(Supplied entries)
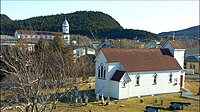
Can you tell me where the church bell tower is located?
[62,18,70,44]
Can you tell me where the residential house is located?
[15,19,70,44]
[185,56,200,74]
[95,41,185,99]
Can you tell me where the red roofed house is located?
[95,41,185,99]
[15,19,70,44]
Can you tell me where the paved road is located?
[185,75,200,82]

--

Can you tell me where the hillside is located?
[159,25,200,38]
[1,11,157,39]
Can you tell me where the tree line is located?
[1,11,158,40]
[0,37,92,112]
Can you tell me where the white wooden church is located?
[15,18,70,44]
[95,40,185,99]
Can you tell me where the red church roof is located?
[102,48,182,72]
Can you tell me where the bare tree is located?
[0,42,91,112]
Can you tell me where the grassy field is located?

(Problem requirements) Please turn the data into a Markdown table with the columns Row and Data line, one numbered row per line and blank lines omitted. Begin at the line that has "Can you tell me where the bare" and stop after the line that has "Can you tell me where the grassy".

(Answer to this exercise)
| Row | Data line |
|---|---|
| 1 | Can you tell me where the bare tree is located? |
| 2 | [0,42,91,112] |
| 3 | Can you tell me where the grassy field is located? |